▸ The request:
Quote the material below word for word, leaving the pictures out.

▸ Given information:
— BEGIN —

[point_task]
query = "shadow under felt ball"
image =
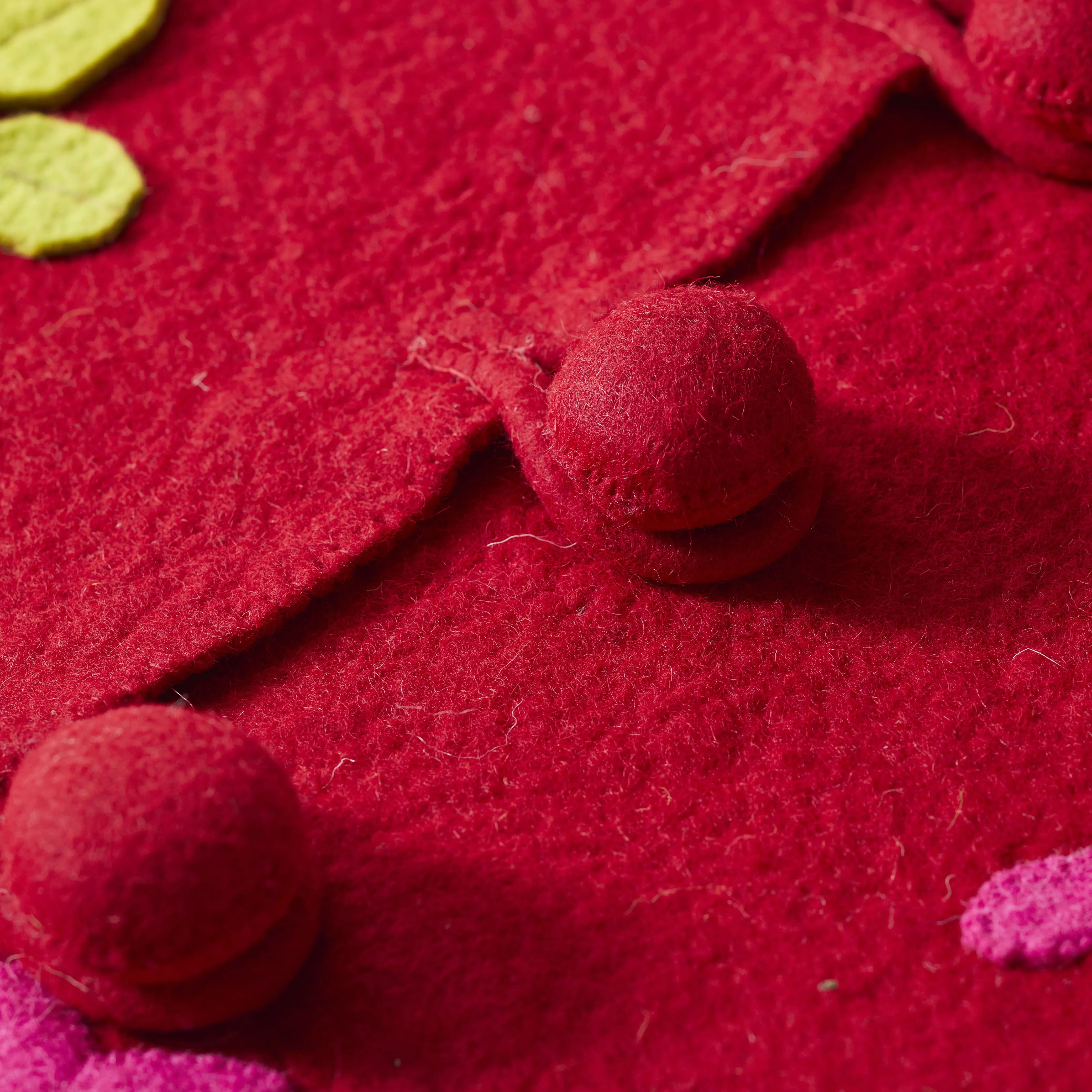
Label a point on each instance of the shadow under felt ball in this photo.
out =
(154, 870)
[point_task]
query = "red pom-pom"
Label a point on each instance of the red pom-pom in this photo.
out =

— END —

▸ Reply to the exercise:
[point_task]
query = "shadow under felt ball"
image =
Label a point on each instance of the shadow under felt ball in this photo.
out =
(154, 870)
[point_task]
query = "red pom-pom"
Label a point on each instance of the red pom-pom in this photo.
out =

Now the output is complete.